# SUPPLIED ENTRIES
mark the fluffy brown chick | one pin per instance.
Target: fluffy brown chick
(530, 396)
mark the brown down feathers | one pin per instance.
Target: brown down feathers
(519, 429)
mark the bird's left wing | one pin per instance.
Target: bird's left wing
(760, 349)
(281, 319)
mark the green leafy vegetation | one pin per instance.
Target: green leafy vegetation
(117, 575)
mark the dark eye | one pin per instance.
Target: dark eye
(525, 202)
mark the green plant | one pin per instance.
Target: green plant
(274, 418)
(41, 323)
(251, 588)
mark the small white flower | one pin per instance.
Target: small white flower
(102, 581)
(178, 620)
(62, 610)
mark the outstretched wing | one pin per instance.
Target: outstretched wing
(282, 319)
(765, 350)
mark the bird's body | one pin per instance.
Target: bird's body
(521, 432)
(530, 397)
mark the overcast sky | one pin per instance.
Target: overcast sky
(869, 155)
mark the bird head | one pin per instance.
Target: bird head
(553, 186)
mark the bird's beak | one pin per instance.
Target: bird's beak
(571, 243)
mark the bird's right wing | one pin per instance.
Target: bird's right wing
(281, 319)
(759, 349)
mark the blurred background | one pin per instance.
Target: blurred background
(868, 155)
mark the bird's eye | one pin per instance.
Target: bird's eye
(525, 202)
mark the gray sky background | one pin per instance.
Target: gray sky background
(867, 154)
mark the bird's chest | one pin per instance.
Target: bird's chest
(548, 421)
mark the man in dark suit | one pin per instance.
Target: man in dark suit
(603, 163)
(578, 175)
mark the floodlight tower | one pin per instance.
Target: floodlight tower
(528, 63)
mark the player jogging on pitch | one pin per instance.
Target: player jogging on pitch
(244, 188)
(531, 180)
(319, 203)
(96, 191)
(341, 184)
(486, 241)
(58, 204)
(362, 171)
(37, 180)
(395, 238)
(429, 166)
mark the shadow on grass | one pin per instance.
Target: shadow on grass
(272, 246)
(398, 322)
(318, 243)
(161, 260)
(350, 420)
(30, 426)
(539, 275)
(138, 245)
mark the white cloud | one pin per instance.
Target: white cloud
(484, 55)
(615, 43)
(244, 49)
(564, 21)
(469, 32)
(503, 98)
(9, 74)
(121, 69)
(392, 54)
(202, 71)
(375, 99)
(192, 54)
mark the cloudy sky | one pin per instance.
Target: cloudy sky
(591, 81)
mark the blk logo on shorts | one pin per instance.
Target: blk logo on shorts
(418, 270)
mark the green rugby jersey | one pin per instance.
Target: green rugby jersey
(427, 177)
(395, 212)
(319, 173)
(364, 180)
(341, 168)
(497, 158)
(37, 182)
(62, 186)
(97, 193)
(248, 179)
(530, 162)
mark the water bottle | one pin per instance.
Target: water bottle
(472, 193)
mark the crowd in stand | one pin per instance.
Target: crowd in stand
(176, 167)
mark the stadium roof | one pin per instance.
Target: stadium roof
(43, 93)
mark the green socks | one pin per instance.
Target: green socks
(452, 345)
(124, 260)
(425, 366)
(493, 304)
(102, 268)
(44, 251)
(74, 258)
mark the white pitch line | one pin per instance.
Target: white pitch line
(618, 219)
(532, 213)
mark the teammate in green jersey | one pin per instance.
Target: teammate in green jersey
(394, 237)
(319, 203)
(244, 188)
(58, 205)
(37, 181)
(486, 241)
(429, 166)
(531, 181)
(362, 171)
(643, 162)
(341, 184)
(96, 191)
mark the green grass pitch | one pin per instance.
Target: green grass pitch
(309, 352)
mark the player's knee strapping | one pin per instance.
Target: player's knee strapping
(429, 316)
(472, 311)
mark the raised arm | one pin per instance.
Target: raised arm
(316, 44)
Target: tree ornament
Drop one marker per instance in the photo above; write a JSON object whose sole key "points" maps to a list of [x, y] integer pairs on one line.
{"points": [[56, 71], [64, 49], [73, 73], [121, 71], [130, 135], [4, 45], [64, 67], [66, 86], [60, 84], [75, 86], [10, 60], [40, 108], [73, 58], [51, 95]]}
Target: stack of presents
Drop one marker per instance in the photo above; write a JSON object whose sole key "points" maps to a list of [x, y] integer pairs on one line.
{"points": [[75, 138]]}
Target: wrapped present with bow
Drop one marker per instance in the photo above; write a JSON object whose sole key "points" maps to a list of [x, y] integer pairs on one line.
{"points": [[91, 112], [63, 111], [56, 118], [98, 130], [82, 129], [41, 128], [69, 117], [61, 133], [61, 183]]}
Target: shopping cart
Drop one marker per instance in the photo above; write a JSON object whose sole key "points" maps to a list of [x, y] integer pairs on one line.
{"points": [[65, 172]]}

# WORK REQUIRED
All of the data needs to be reproduced exactly, with no line missing.

# ANSWER BELOW
mark the fluffy brown chick | one pin per instance.
Target: fluffy brown chick
(530, 396)
mark the brown down feathers | one pin per instance.
Target: brown down feathers
(519, 429)
mark the bird's left wing | one pin per instance.
Target: bird's left wing
(760, 349)
(281, 319)
mark the green leafy vegetation | one pin per instance.
Target: green leafy vegetation
(117, 575)
mark the dark eye | one pin per instance.
Target: dark eye
(525, 202)
mark the green plant | one pin per instance.
Target: green plant
(274, 418)
(41, 323)
(251, 588)
mark the small white flower | one pin per instance.
Target: small white flower
(102, 581)
(178, 620)
(62, 610)
mark the outstretched wing | one pin per instance.
Target: outstretched wing
(282, 319)
(765, 350)
mark the bird's body | one pin per instance.
Target: bird's body
(521, 432)
(530, 397)
mark the overcast sky | one pin per instance.
Target: overcast sky
(869, 155)
mark the bird head | one pin per instance.
Target: bird head
(553, 186)
mark the bird's beak | one pin per instance.
Target: bird's beak
(571, 243)
mark the bird's right wing | one pin per instance.
Target: bird's right wing
(281, 319)
(759, 349)
mark the blurred background | one pin per instance.
Target: blurred background
(868, 155)
mark the bird's eye | one pin per instance.
Target: bird's eye
(525, 202)
mark the gray sky background | one pin per instance.
Target: gray sky background
(867, 154)
mark the bird's chest | one pin per instance.
Target: bird's chest
(548, 421)
mark the man in dark suit | one pin per instance.
Target: man in dark suit
(603, 163)
(578, 175)
mark the floodlight tower | one pin per instance.
Target: floodlight tower
(528, 63)
mark the player jogging on pitch | one pin per instance.
Target: player jogging on pitch
(244, 188)
(531, 180)
(319, 203)
(96, 191)
(341, 184)
(486, 241)
(58, 204)
(362, 171)
(37, 180)
(395, 238)
(429, 166)
mark the shadow on grass | one pin per instance.
Target: shadow on grass
(272, 246)
(398, 322)
(318, 243)
(161, 260)
(350, 420)
(30, 426)
(539, 275)
(138, 245)
mark the white cloud | one pin per instance.
Target: white cloud
(484, 55)
(615, 43)
(244, 49)
(564, 21)
(469, 32)
(503, 98)
(9, 74)
(121, 69)
(392, 54)
(202, 71)
(375, 99)
(192, 54)
mark the cloudy sky | one pin per instance.
Target: cloudy sky
(591, 81)
mark the blk logo on shorts | one pin per instance.
Target: blk logo on shorts
(418, 270)
mark the green rugby jersey | one pin per instance.
Target: green rugby jersey
(427, 177)
(395, 212)
(319, 173)
(364, 180)
(341, 168)
(497, 158)
(37, 182)
(62, 186)
(97, 193)
(248, 179)
(530, 162)
mark the water bottle | one pin per instance.
Target: water bottle
(472, 193)
mark the crowd in stand | one pin per instance.
Target: crowd in stand
(176, 167)
mark the stadium roof | one pin per instance.
Target: stadium roof
(43, 93)
mark the green socks | one pin per instance.
Target: green socks
(452, 345)
(124, 260)
(425, 366)
(493, 304)
(102, 268)
(44, 251)
(74, 258)
mark the white pitch line | one pin per instance.
Target: white pitch line
(618, 219)
(532, 213)
mark the teammate in green jersey | one pin per instance.
Target: teammate in green jersey
(394, 237)
(319, 203)
(244, 188)
(58, 205)
(37, 181)
(486, 241)
(429, 166)
(531, 181)
(362, 171)
(643, 162)
(341, 184)
(96, 191)
mark the green grass pitch | one pin per instance.
Target: green grass pitch
(309, 352)
mark the player's knee strapping | one pin per instance.
Target: player's knee strapping
(429, 316)
(472, 311)
mark the raised arm | one pin per instance.
Target: raised arm
(316, 44)
Target: tree ornament
Drop one marker per instance in the photo above; write a JSON object whose sole key "points" maps to a list of [x, y] integer pairs on one line.
{"points": [[56, 71], [64, 49], [73, 73], [121, 71], [130, 135], [4, 45], [64, 67], [66, 86], [60, 84], [75, 86], [10, 60], [40, 108], [73, 58], [51, 95]]}
Target: stack of presents
Drop one marker per instance in the photo above; write a JSON object whose sole key "points" maps to a list of [x, y] integer pairs on one line.
{"points": [[75, 138]]}
Target: wrapped present with bow
Drop one marker per instance in the photo above; write a JSON object whose sole key "points" maps to a list of [x, y] integer pairs on one line.
{"points": [[91, 112], [63, 111], [56, 118], [98, 130], [82, 129], [41, 128], [69, 117], [61, 133], [61, 183]]}
Target: shopping cart
Drop one marker per instance in the photo above; write a JSON object whose sole key "points" maps to a list of [x, y] integer pairs on one line.
{"points": [[65, 172]]}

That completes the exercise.